* start Extract *
Flexible working, remote working, activity-based working, new ways of working – there is an exhausting amount of jargon to keep track of in the office industry these days. Buzzy ‘workplace revolution’ concepts have been alight for over a decade, and essentially they’re all variations of the same idea: a shift away from traditional work methods toward a more ‘anytime/anywhere’ approach to getting the job done. The implications for building design, product design and how people relate to their employers have been very potent, exciting stuff – we’ve all been dazzled by the possibilities, and rightly so. But so far, there seems to have been an awful lot of talk and not quite as much action.
According to industry experts, vast swathes of the UK workforce are not benefiting from any of these new ideas – not even slightly. “I would venture to say 90 to 95 per cent of office employees still work in the traditional way, with one-to-one desk allocation,” says Mat Oakley, a director of commercial research at Savills, an analysis supported by various other research specialists and workplace designers. A Practical Guide to Flexible Working, an imminent paper from the Original Creative Co-op, notes that only 48 per cent of employees in the UK are offered any sort of flexibility, compared to 90 per cent in mainland Europe.
The consensus is that adoption of new work methods has been sluggish in Britain and that most of the working population still has lengthy daily commutes, set workstations and a nine-to-five time structure. Outmoded styles of management place value on time in the office versus quality of output. Plus, there is a shocking amount of organisations that do not prioritise offices with enough light, space and fresh air – or who aren’t willing to rethink their business strategies to allow for flexibility and choice. It seems daft when recent figures from the British Council for Offices say that the number of workplaces actually in use by employees can be as low as 50 to 60 per cent in a large sample of office buildings. Considering the potential savings on premises costs and the established connection between a well-designed work environment and staff retention and creativity, the resistance to new ways of working is a puzzling state of affairs. So what gives?
Marie Puybaraud, who carries out workplace research for Johnsons Controls Consulting, puts it bluntly: “onoffice is a dream world. The reality is that most people don’t have access to those kinds of spaces.” Which begs the question: what, or who, is standing in the way? The knee-jerk answer tends be that there is now a short supply of money in the coffers. But the problem can’t be solely a matter of resources, because some of the most forward-thinking workplace projects, particularly last year, were brought about with relatively little cash. There must be more to it. A scratch below the surface reveals that, more than anything, fear and a lack of awareness might prove the biggest roadblocks to change – not to mention unenlightened executive boards and a simmering tension between designers and middle management. Puybaraud agrees: “The major problem is organisations accepting change. The shift is very, very slow.” Although an obsession with the bottom line will likely inform decisions about how a workplace runs and will be fitted out, there is also an enormous lack of trust, she says.
Gill Parker, joint managing director of workplace design consultancy BDGworkfutures, believes there is a psychological hurdle to jump – people are very territorial. “If you’re designing for a company that is trying to change to a more dynamic working model, then the trust issue becomes so much greater because it’s seen as having things taken away,” she says. “It becomes ‘What’s that going to mean for me and my team? Am I going to have to change my work pattern? Am I going to have a desk?’ People, management in particular, always think there is going to be a catch and they’re always looking for it.”
* end Extract *
* start Information given *
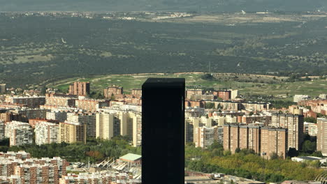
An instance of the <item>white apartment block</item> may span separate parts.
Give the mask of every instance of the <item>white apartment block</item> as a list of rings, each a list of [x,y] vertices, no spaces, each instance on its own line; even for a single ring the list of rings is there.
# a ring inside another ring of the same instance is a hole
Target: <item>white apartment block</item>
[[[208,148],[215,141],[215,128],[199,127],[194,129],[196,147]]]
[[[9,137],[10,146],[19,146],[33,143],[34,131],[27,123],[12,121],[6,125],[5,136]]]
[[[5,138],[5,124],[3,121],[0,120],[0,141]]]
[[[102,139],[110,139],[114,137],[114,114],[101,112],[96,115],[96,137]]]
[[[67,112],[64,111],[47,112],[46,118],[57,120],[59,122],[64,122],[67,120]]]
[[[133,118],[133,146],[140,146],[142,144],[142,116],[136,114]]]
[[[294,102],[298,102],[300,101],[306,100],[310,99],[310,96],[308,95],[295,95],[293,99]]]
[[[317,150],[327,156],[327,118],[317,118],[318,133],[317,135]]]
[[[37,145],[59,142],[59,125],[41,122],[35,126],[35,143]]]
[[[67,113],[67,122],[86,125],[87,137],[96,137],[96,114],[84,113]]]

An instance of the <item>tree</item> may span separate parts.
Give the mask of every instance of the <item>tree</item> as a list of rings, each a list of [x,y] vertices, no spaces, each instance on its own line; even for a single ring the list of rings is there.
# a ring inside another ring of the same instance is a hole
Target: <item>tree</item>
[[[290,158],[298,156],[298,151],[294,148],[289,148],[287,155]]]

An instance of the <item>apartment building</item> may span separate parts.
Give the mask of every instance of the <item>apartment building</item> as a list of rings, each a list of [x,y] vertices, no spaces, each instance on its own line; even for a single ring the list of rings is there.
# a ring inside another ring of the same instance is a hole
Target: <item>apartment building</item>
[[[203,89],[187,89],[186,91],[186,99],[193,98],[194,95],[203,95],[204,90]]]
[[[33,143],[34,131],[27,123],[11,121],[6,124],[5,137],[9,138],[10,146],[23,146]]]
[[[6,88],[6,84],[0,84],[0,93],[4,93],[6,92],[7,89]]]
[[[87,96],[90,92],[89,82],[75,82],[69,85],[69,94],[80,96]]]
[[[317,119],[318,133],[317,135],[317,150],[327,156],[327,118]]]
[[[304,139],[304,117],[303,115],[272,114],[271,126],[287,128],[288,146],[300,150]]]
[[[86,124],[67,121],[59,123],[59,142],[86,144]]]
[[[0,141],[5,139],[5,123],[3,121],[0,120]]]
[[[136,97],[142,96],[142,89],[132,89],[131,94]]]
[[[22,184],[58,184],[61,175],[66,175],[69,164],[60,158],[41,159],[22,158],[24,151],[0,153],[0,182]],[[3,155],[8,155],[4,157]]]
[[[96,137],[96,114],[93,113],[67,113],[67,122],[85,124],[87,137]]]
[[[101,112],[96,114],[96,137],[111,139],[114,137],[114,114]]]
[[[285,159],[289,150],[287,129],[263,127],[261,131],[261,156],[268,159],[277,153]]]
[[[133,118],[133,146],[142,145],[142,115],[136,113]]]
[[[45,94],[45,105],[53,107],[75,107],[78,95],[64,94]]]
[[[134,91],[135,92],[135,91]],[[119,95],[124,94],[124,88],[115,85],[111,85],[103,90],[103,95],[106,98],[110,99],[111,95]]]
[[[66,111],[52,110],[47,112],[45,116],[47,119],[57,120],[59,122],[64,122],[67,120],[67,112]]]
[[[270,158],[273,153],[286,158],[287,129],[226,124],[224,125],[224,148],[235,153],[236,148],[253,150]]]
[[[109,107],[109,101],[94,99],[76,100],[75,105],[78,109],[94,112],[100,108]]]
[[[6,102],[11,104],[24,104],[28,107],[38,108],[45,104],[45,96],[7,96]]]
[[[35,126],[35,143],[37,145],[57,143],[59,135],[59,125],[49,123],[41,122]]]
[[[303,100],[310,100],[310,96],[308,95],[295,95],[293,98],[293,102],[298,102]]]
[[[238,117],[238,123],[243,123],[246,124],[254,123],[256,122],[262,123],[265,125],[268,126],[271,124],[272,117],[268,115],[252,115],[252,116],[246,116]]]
* end Information given *
* start Information given *
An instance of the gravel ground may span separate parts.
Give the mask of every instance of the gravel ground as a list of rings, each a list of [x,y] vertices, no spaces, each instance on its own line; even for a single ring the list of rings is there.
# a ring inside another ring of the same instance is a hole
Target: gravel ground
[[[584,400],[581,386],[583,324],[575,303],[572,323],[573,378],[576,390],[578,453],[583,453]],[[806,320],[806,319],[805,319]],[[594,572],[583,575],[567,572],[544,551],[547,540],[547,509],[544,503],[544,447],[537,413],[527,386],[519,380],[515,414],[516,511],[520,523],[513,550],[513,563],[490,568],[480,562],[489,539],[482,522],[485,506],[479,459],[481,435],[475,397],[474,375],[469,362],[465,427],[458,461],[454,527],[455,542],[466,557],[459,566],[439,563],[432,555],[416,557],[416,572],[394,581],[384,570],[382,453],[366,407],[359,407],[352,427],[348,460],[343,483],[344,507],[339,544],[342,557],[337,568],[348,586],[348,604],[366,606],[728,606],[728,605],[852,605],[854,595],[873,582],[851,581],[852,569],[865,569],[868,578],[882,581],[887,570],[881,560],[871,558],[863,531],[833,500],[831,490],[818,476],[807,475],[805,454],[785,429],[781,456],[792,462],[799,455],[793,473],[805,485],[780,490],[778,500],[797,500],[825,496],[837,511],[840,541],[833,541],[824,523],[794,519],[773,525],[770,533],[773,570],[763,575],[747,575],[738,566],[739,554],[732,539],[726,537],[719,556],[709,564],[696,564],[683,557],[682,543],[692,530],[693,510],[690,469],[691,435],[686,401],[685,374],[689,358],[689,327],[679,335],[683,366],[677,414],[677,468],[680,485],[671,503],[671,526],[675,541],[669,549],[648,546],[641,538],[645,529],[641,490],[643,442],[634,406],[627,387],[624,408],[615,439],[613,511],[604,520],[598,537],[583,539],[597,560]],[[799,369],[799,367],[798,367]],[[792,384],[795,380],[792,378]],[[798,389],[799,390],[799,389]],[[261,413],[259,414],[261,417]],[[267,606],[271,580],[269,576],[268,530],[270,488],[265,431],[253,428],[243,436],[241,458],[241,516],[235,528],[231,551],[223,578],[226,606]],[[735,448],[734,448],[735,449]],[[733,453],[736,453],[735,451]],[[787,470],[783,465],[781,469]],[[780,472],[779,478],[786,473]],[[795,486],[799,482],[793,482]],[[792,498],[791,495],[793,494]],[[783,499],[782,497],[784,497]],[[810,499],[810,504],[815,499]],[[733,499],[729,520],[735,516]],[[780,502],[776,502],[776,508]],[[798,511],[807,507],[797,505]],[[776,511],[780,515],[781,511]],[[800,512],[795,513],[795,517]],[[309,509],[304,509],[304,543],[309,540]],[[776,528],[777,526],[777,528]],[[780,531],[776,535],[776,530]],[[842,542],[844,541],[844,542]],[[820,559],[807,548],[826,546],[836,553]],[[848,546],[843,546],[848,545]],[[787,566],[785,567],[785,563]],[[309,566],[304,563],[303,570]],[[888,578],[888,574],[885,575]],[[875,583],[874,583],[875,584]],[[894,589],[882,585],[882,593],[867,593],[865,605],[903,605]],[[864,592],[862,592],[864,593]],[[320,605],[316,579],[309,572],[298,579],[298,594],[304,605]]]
* end Information given *
* start Information given *
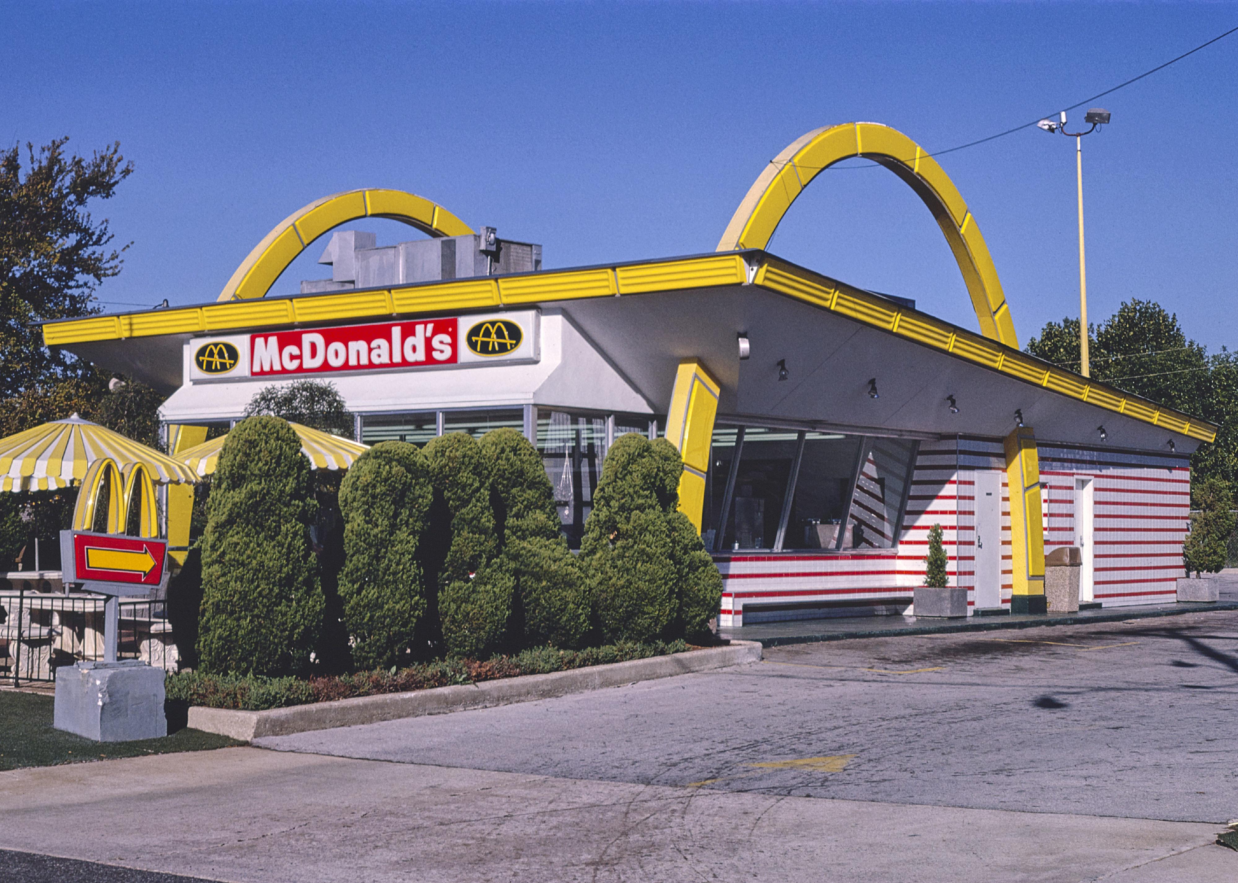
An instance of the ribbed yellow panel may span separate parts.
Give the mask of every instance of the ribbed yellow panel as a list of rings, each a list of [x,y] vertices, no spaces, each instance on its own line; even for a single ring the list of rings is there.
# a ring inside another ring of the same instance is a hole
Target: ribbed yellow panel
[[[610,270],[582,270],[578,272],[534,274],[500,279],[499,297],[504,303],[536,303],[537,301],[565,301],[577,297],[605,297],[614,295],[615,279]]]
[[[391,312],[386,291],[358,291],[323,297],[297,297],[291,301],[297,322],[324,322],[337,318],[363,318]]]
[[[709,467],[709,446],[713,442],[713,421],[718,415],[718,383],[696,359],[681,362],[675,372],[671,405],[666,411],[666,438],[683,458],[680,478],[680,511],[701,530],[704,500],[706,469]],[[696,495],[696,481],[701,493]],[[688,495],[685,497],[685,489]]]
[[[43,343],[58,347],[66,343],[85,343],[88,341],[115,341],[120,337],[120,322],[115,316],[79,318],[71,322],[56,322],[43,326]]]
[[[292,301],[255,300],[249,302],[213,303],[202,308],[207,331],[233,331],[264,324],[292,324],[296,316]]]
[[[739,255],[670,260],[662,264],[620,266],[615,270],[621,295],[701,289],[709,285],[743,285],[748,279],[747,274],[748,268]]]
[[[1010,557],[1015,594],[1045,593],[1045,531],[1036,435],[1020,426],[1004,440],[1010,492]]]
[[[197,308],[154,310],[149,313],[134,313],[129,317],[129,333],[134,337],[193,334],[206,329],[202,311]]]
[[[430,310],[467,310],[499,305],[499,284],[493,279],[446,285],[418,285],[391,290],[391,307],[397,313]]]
* end Information given *
> **Task requirements**
**A.** Write out the stretch of the article on flexible working from "According to industry" through "in mainland Europe.".
**B.** Carry on the article about flexible working from the point where it stops.

> **Answers**
**A.**
According to industry experts, vast swathes of the UK workforce are not benefiting from any of these new ideas – not even slightly. “I would venture to say 90 to 95 per cent of office employees still work in the traditional way, with one-to-one desk allocation,” says Mat Oakley, a director of commercial research at Savills, an analysis supported by various other research specialists and workplace designers. A Practical Guide to Flexible Working, an imminent paper from the Original Creative Co-op, notes that only 48 per cent of employees in the UK are offered any sort of flexibility, compared to 90 per cent in mainland Europe.

**B.**
There are ways of introducing change, however, if design consultancies are willing to push the agenda. In the case of the Communities and Local Government building in Victoria, BDGworkfutures eased the organisation into a more flexible way of working (chiefly, desk-sharing and collaborative work areas) with a pilot scheme for 140 of its 2,000 employees. It was an ongoing process of monitoring and tweaking, says Parker, but it eventually proved to managers that it could succeed. “Clients very rarely want to be guinea pigs. Most times, they don’t want to be the boundary pushers, they want to go where others have gone before.”
Jack Pringle, co-founder of Pringle Brandon, believes the recession has dramatically changed the outlook and predicts a ‘wave’ of workplaces adopting new ideas. Facilities managers (FMs) are resistant though, he says, because ‘new ways of working’ became a sort of “messianic cause” in the last ten years. Says Pringle: “It was almost like a religious cult – new ways of working is good for everybody – why aren’t you doing it? And the reality is it isn’t always good for everybody. There should be many variants of it but at the heart it just means looking at the real patterns of work without the assumption that the answer is one person to one desk.” One tool for selling new ideas to businesses is the Workplace Performance Index used by Gensler, which analyses an organisation before and after occupying a new space. This sort of data has in many cases become the proof of the pudding, so to speak.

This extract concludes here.